Apart from the pictures, every entry must be retyped exactly.

* **Material provided**:

▼▼▼

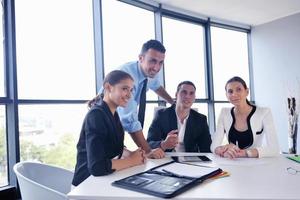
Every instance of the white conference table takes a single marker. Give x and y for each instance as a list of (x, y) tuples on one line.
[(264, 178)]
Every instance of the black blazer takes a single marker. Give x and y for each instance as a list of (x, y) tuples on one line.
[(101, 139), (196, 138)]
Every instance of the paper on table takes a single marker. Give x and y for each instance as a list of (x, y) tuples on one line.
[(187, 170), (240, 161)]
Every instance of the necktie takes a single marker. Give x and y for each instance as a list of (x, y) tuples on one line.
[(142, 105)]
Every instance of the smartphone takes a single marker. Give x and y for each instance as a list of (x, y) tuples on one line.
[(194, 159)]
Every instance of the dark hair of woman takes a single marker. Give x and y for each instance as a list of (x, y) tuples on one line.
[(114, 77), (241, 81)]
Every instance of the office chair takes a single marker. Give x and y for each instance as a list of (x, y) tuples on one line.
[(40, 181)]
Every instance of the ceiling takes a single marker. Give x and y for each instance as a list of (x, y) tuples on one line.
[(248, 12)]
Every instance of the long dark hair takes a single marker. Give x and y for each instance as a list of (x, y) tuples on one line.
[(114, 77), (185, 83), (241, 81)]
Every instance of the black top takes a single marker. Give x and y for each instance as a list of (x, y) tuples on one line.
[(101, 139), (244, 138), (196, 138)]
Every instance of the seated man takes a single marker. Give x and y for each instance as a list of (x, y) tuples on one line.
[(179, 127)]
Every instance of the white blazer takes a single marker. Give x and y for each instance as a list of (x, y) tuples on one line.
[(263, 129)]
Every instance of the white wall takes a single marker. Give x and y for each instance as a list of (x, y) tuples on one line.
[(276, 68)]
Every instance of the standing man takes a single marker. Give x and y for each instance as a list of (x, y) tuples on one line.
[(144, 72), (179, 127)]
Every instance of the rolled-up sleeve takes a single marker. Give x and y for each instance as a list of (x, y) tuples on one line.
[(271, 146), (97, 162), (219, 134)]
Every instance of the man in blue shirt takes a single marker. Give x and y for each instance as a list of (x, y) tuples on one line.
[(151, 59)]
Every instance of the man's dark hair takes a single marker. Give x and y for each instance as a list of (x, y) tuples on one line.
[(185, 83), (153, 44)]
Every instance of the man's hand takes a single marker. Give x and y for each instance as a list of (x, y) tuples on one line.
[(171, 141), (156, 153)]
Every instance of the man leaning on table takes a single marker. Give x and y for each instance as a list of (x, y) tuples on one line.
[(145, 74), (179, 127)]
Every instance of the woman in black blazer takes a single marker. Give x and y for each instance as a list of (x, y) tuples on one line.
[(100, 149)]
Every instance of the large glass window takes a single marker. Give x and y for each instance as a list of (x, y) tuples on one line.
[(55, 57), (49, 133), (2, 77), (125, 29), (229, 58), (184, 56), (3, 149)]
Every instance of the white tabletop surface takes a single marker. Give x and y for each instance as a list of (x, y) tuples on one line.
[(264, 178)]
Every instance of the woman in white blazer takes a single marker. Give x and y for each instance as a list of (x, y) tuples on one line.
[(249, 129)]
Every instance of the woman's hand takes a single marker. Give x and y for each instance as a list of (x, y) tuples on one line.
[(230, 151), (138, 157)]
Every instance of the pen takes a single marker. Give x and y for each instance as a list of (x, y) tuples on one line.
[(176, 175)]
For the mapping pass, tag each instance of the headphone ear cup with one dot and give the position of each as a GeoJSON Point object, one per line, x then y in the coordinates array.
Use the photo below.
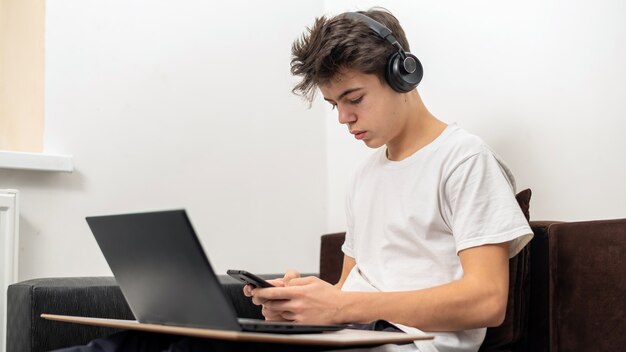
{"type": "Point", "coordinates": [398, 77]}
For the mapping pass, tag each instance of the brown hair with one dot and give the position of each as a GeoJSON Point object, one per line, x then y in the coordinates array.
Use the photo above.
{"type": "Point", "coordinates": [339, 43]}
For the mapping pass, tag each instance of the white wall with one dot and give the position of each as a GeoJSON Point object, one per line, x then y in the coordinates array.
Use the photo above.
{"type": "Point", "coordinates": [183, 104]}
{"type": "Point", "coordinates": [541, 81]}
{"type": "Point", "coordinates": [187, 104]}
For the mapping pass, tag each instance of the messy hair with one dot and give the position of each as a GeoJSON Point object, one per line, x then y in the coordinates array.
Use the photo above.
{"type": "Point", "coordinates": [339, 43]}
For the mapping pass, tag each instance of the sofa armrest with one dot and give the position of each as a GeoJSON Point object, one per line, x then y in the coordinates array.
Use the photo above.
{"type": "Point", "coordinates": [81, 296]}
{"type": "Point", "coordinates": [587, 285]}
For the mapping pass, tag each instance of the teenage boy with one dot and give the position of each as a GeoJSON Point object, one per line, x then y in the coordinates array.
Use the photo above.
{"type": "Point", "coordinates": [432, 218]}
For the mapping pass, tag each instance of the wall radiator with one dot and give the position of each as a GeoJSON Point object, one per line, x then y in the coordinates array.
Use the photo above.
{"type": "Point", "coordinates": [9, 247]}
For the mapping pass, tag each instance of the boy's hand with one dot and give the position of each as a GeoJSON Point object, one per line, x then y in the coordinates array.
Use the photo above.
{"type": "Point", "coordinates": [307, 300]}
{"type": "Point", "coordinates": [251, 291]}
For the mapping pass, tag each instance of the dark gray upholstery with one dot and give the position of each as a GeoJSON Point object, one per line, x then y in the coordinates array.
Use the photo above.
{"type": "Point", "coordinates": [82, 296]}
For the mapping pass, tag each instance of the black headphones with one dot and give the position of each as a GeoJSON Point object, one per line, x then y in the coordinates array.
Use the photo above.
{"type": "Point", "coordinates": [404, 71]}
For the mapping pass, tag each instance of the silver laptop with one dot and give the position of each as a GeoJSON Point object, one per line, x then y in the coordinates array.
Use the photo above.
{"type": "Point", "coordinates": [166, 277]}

▲▲▲

* **Solution for this exercise**:
Every instance of the white conference table takes a single marker. Give x and y for each instance as a list of (x, y) tuples on one line.
[(264, 178)]
Every instance of the black blazer takes a single marker. Give x and y for each instance as a list of (x, y) tuples on one line.
[(101, 139), (196, 138)]
Every instance of the paper on table takes a single marker. Give x and y for each instance as a list of (x, y) tuples on one line.
[(187, 170), (240, 161)]
Every instance of the necktie takes a single marker. Give x and y for each instance as a list of (x, y) tuples on one line.
[(142, 105)]
Every instance of the smartphone takes a single marker. Give x and y for each instance as a list of (x, y) tuples on one line.
[(194, 159)]
Every instance of the dark hair of woman takes a single marker. Give x and y for each instance as a list of (x, y) tuples on one line.
[(114, 77), (241, 81)]
Every instance of the office chair takes a single marker. Give x and y for each instance as a list of (x, y) tuples on one line.
[(40, 181)]
Every instance of the ceiling takes a single marker. Give x and y for each instance as a list of (x, y) tuples on one line.
[(248, 12)]
Every instance of the long dark hair takes a single marker. Give x and y for each instance as a list of (x, y) tuples on one line.
[(114, 77), (185, 83), (241, 81)]
Every instance of the black top takes a single marker. Give x and y for each instance as a list of (x, y) tuples on one line.
[(101, 139), (244, 138), (196, 138)]
Every instance of the seated man takes a single marker. Give x and y for each instance as a list of (x, y) tuples on one line.
[(179, 127)]
Every instance of the white blazer takes a single marker. Give x and y for each instance as a list of (x, y) tuples on one line.
[(263, 129)]
Every instance of the white wall takes a single marker. Give x and y for each instance as a list of (x, y) tuples on one line.
[(276, 68)]
Every instance of the standing man takes a single marker. Give x and y for each instance as a list of (x, y) tuples on one line.
[(144, 72), (179, 127)]
Every instance of the rolled-up sleeve takes a single marker. Give x and y for each instance as a list of (x, y) tuples on one line.
[(271, 146), (97, 162), (219, 134)]
Every instance of the man in blue shirt takes a single marker. Give x and y for each instance as a list of (x, y) tuples on one line.
[(151, 59)]
Every instance of the man's dark hair takes a single marker. Give x and y for each instance as a list of (x, y) tuples on one line.
[(185, 83), (153, 44)]
Every instance of the man's hand takes a single marker. Give x and y for each instance as a list of (x, y) tuples on one line.
[(171, 141), (156, 153)]
Every instance of the man leaning on table takes a single marker. Give x and y for each instance as a list of (x, y) tuples on one line.
[(145, 74), (179, 127)]
Every instance of the woman in black blazer takes a single marker. Give x and y for each instance as a list of (x, y) tuples on one line.
[(100, 149)]
Every instance of the large glass window takes a single marker. Give x and y for each instance as a list of (x, y) tuples on one line.
[(55, 57), (49, 133), (2, 77), (125, 29), (229, 58), (184, 56), (3, 149)]
Every instance of the white tabletop surface takes a single marker. Give x and y for each instance as a list of (x, y) tuples on one line.
[(264, 178)]
Every instance of the woman in white blazer takes a single marker. Give x and y for each instance as a list of (x, y) tuples on one line.
[(249, 129)]
Every instance of the woman's hand takes a single marker. Give x and y for each instance as a list of (x, y) tuples on one line.
[(230, 151), (138, 157)]
Every instance of the pen takes a single marker. Give x and y for each instance as a list of (x, y) tuples on one line.
[(176, 175)]
For the mapping pass, tag each instance of the headphone ear cup with one dot and give the position of each as a GeoJSON Point object, one per line, x then y in the coordinates array.
Use the photo below.
{"type": "Point", "coordinates": [398, 77]}
For the mapping pass, tag each instance of the brown hair with one dot and give the position of each as a GeoJSON Point object, one per line, x then y in the coordinates array.
Use the photo above.
{"type": "Point", "coordinates": [339, 43]}
For the mapping pass, tag each instance of the white wall with one dot and give the position of each as a GeoJSON Point object, one per line, x then y in the coordinates array.
Use the photo above.
{"type": "Point", "coordinates": [183, 104]}
{"type": "Point", "coordinates": [541, 81]}
{"type": "Point", "coordinates": [187, 104]}
For the mapping pass, tag each instance of the messy hair with one dot and give the position of each as a GeoJSON Point object, one per line, x then y in the coordinates array.
Use the photo above.
{"type": "Point", "coordinates": [339, 43]}
For the mapping pass, tag each instance of the sofa armrest with one dot and give the position of each as a GeoJSON Point object, one per line, x then y in the coordinates array.
Use the photo above.
{"type": "Point", "coordinates": [81, 296]}
{"type": "Point", "coordinates": [587, 285]}
For the mapping pass, tag each instance of the teenage boy with one dot and give the position of each as a GeoJSON Point object, one per line, x then y in the coordinates array.
Use the photo above.
{"type": "Point", "coordinates": [432, 218]}
For the mapping pass, tag each instance of the wall radiator with one dot and give the position of each as a GeoJSON Point object, one per line, x then y in the coordinates array.
Use the photo above.
{"type": "Point", "coordinates": [9, 247]}
For the mapping pass, tag each instance of the boy's hand with one dot and give the position of each as a GeoJSON Point object, one per line, x then y in the coordinates array.
Use the photo above.
{"type": "Point", "coordinates": [307, 300]}
{"type": "Point", "coordinates": [251, 291]}
For the mapping pass, tag each instance of the dark gray upholstery with one dot and give the position of each as a GeoJSON Point object, one per line, x then y in the coordinates array.
Use the photo above.
{"type": "Point", "coordinates": [82, 296]}
For the mapping pass, tag each instance of the black headphones with one dot and give the position of each as a GeoJSON Point object, one per line, x then y in the coordinates array.
Use the photo above.
{"type": "Point", "coordinates": [404, 71]}
For the mapping pass, tag each instance of the silver laptop with one dot and give the position of each as a GeoJSON Point object, one per line, x then y in the coordinates array.
Use the photo above.
{"type": "Point", "coordinates": [166, 277]}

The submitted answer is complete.